## [Instructions to follow]
Please count the lines in the entries below that contain the string "wheel", treating uppercase and lowercase as different, and give only the number.

-- Data to use start --

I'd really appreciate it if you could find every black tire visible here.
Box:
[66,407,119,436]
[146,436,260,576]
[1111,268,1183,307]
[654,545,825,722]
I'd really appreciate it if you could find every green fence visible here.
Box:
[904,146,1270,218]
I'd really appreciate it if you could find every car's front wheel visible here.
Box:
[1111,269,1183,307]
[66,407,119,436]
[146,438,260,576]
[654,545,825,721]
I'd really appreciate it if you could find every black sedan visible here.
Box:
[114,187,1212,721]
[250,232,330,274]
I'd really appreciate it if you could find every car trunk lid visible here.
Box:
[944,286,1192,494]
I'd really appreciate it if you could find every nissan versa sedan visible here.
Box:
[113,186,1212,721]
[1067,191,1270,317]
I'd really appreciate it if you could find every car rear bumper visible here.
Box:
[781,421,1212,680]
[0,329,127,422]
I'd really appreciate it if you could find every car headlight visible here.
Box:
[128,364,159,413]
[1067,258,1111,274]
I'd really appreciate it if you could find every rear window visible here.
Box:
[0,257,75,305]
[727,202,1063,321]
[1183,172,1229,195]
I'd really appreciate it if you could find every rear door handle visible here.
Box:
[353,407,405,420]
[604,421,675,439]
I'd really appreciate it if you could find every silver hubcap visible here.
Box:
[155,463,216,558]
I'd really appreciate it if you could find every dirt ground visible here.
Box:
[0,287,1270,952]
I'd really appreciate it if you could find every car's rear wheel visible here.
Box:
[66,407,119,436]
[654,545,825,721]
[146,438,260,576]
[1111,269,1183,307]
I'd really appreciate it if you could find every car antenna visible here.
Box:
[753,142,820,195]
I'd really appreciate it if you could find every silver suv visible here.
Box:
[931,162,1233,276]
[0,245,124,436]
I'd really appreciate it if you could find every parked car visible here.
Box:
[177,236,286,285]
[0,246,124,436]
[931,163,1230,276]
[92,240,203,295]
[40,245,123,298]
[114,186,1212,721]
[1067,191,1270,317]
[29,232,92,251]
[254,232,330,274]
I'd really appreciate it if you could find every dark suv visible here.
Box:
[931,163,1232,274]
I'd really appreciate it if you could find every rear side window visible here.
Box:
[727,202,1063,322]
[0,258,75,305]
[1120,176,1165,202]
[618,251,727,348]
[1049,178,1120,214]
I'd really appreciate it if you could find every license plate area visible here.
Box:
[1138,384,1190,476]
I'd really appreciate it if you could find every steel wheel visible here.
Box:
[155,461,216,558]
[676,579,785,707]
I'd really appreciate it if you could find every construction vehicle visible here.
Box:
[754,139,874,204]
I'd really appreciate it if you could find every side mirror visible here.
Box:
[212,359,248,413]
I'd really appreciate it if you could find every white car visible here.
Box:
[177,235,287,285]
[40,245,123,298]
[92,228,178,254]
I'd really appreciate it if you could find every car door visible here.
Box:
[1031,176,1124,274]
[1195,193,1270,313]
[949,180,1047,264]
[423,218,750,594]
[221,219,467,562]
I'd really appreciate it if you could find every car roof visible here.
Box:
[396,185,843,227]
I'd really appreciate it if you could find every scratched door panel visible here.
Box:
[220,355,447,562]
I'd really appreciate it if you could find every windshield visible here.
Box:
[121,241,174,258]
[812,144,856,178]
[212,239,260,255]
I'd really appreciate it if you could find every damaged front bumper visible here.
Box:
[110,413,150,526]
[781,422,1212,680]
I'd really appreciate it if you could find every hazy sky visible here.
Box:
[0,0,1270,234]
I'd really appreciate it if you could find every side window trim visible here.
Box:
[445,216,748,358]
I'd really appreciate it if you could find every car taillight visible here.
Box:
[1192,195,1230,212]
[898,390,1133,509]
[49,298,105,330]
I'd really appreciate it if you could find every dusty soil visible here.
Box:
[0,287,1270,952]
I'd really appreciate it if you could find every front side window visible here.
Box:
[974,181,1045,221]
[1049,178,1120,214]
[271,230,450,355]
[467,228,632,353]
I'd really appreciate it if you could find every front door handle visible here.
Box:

-- Data to use end --

## [Final answer]
3